◆ Direction ◆
Copy the lines of the records below word for word, starting at the line that contains "Every instance of the cracked" and ending at the line that contains "<point>174,132</point>".

◆ Provided data ◆
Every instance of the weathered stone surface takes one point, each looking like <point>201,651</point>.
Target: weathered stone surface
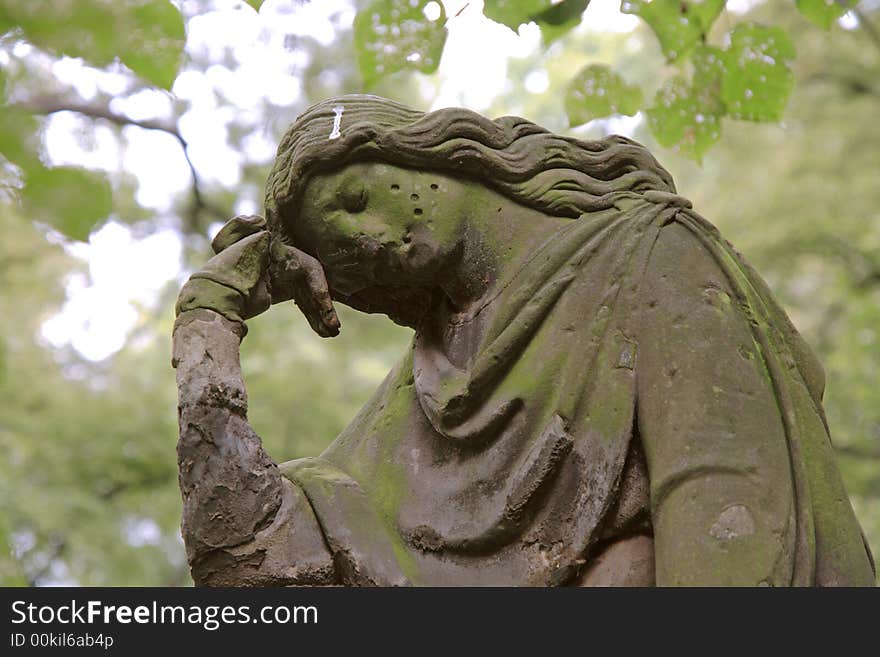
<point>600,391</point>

---

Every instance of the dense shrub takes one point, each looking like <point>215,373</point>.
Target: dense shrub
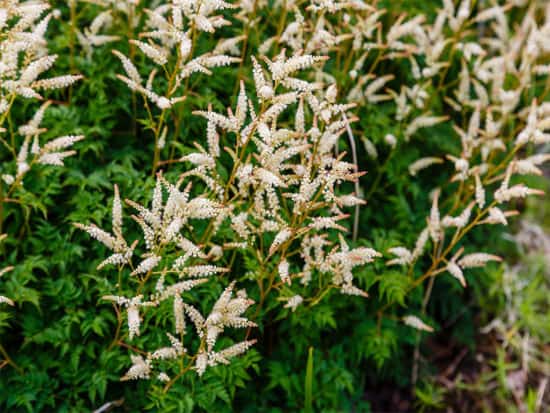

--

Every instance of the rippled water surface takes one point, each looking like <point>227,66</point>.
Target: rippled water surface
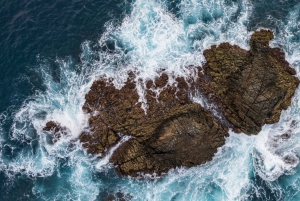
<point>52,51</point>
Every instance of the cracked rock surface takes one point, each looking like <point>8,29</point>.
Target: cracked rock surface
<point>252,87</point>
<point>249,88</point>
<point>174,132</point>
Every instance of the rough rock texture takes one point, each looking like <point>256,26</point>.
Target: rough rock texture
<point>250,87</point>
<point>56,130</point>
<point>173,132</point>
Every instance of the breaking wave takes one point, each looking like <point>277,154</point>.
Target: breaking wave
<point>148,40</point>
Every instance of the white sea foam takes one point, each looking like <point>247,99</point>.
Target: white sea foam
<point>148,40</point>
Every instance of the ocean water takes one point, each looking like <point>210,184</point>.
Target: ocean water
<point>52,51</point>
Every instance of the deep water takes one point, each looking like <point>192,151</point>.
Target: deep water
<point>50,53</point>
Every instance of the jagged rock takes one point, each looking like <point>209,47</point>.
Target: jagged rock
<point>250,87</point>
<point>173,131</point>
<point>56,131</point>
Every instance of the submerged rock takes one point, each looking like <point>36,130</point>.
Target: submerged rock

◆ Solution for this task ◆
Every instance of the cracked rock surface takes one point, each looking like <point>8,29</point>.
Target: cracked rock surface
<point>252,87</point>
<point>249,88</point>
<point>174,132</point>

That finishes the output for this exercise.